═════ TASK INPUT

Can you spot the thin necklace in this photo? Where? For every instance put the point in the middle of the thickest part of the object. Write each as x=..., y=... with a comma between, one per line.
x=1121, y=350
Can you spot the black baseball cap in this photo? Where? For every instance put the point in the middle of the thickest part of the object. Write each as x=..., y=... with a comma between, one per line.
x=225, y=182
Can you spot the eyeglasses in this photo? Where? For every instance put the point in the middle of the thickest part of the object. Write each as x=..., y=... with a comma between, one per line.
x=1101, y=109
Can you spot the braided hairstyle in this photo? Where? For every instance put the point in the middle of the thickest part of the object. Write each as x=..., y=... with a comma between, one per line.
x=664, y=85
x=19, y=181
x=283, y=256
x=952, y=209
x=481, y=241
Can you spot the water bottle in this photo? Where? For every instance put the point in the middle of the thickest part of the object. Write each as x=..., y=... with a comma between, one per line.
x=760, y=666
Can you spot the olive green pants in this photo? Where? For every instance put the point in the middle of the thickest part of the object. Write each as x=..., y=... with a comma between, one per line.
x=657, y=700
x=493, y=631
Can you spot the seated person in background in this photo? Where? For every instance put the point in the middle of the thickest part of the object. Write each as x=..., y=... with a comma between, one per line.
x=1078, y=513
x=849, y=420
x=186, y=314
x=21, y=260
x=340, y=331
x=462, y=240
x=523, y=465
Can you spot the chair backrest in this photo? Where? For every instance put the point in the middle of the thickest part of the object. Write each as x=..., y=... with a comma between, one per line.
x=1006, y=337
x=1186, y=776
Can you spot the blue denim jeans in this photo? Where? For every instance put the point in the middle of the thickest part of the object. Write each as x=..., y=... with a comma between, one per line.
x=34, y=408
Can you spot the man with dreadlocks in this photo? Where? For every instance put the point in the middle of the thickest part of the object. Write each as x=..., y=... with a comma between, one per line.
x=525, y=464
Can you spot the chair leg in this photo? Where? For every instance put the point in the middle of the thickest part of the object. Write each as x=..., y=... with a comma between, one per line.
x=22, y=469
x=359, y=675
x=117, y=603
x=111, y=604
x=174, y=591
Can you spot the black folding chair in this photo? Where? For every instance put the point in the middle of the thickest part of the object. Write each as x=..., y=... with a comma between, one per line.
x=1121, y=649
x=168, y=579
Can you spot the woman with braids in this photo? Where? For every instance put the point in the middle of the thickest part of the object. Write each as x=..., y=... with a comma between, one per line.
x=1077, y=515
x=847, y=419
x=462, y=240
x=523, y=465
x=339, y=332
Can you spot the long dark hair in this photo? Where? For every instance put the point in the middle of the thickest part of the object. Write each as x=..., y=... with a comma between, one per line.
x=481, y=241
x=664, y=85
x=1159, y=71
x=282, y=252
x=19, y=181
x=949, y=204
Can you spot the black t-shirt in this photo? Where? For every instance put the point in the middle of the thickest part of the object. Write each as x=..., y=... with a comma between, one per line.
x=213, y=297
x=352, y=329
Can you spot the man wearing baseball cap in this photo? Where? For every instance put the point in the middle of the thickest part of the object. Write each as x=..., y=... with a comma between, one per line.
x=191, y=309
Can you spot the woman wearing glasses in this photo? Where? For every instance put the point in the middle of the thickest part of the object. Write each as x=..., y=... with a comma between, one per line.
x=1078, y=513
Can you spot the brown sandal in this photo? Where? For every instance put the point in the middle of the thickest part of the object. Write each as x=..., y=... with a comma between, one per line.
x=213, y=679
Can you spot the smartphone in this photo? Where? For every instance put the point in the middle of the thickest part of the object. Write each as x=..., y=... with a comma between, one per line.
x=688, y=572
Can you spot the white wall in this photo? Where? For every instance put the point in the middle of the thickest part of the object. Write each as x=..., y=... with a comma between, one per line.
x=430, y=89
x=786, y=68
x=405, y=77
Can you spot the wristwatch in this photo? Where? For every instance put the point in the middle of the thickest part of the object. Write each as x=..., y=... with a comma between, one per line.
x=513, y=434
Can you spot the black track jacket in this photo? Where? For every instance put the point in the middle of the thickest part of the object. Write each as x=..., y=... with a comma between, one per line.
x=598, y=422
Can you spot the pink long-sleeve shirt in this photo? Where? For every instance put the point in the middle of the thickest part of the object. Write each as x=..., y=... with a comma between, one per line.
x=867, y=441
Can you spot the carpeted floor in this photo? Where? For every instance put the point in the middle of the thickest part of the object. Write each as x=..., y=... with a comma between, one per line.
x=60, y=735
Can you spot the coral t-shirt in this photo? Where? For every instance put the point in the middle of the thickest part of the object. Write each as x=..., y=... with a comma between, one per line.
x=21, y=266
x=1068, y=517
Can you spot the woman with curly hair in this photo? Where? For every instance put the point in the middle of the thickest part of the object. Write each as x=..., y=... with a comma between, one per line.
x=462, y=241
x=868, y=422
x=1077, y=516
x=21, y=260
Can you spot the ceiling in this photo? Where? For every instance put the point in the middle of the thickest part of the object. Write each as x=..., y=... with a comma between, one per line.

══════════

» GIVEN REQUEST
Please rescale the listing. Begin at the line that has "Can you spot the white" and stop after the line that has "x=513, y=434". Write out every line in that span, requests included and left unchanged, and multiply each coordinate in the answers by 2.45, rounding to a whole number with halves rounded up. Give only those lines.

» THE REPLY
Can you spot the white wall in this photo? Where? For every instance put the point in the middle of the thickest part of the object. Write each as x=..., y=... with a comma between, one per line.
x=1054, y=218
x=1926, y=167
x=992, y=189
Can you spot the wristwatch in this photo? Where? For every instance put the point in the middle of the thickest part of the object. Write each as x=..., y=... with a comma between, one per line.
x=1257, y=1063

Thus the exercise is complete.